**TASK INSTRUCTIONS**
Starting at the first line of the entries below and ending at the line that contains "xmin=0 ymin=75 xmax=633 ymax=600", arrange those lines as a numbered list, leaving out blank lines. Include both end lines and nothing beyond them.
..............................
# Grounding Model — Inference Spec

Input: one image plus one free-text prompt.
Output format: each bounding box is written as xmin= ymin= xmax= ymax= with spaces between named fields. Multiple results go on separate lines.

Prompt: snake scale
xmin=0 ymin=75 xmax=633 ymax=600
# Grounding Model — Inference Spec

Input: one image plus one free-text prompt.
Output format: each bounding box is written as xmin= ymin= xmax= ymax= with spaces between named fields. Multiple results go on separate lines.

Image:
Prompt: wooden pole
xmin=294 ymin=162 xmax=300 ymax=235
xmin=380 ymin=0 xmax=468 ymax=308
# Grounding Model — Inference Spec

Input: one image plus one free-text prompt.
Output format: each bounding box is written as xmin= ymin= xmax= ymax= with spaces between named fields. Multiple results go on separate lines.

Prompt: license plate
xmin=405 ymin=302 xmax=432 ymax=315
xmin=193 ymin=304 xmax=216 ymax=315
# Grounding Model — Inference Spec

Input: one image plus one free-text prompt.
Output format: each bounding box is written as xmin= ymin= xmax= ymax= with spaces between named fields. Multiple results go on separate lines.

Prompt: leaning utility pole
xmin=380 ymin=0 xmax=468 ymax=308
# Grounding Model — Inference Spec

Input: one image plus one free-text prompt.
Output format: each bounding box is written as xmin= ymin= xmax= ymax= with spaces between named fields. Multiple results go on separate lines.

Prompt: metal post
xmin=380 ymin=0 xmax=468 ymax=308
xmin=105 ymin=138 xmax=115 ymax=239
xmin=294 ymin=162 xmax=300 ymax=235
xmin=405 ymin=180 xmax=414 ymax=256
..............................
**TASK RESPONSE**
1. # Grounding Model — Inference Spec
2. Input: one image plus one free-text prompt.
3. Output format: each bounding box is written as xmin= ymin= xmax= ymax= with spaces between named fields. Multiple results go on separate lines.
4. Prompt: snake scale
5. xmin=0 ymin=75 xmax=633 ymax=600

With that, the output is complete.